> _Assignment_: No pictures, please. Copy exactly the lines from the one with "Mark every instance of the white shirt" through the final line below.

(Data items)
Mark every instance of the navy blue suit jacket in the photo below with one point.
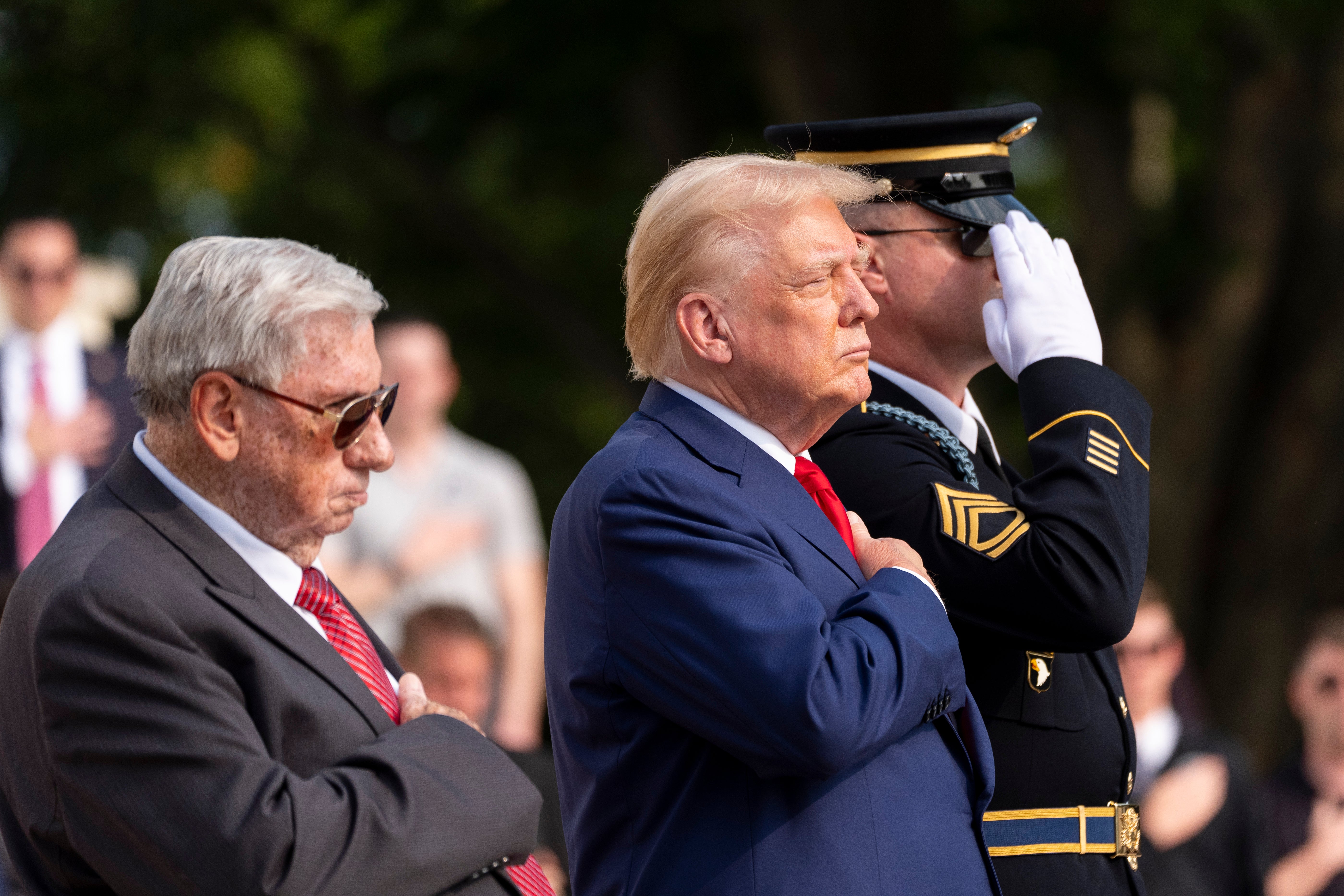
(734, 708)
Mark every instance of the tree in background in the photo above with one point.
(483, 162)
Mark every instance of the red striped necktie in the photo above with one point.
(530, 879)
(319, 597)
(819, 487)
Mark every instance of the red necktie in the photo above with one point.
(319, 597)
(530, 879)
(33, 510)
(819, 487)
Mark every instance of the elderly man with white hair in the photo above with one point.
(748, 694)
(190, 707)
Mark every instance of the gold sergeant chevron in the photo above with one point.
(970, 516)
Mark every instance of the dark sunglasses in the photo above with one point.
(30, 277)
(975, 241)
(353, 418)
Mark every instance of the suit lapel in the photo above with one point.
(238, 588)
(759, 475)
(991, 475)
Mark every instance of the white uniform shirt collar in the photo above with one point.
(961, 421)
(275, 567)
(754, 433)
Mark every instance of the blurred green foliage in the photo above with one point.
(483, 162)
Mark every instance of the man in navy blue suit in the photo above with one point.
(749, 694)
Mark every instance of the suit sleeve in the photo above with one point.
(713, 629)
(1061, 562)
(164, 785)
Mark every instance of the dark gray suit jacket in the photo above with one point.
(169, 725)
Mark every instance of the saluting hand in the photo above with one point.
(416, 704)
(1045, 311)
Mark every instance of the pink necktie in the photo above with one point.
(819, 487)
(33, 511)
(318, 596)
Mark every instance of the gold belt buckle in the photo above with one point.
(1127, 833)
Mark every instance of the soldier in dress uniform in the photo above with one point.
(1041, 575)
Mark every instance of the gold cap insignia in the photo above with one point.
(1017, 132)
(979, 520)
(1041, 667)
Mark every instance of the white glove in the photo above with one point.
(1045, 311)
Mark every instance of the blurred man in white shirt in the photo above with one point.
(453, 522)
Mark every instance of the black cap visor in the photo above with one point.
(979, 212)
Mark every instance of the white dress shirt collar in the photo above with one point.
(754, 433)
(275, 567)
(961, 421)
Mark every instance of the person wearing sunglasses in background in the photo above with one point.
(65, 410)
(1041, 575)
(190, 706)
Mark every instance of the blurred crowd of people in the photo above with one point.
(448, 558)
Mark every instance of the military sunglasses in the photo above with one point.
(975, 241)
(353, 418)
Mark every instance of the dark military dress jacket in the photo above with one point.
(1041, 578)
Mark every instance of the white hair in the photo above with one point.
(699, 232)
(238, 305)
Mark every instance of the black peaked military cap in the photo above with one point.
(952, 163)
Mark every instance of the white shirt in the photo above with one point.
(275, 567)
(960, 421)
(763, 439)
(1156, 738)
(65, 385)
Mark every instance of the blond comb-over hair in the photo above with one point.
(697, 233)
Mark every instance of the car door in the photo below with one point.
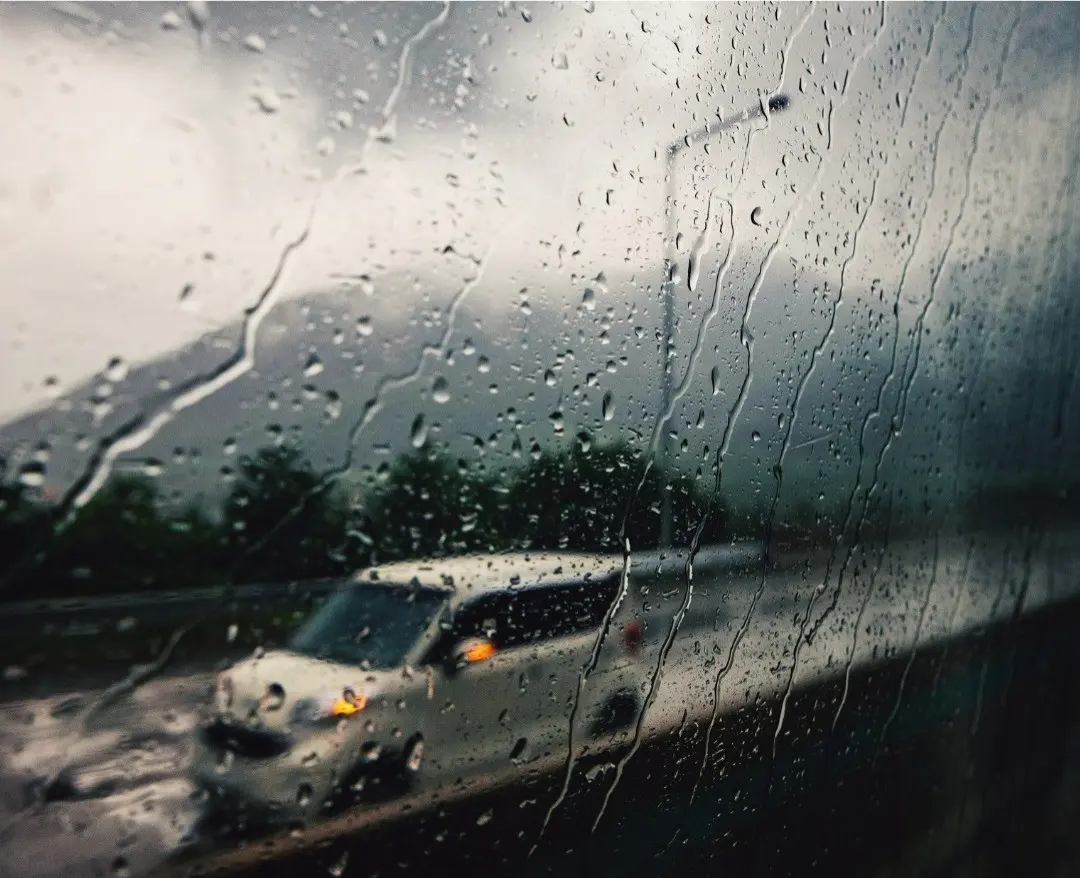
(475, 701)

> _Your solution_:
Mark every instance of the white shirt in the photo above with one point.
(275, 567)
(960, 421)
(763, 439)
(1156, 738)
(65, 385)
Mark every instance of the blond comb-over hair in the photo above with one point.
(697, 233)
Mark every instance of the car door in the photo below with one point.
(475, 701)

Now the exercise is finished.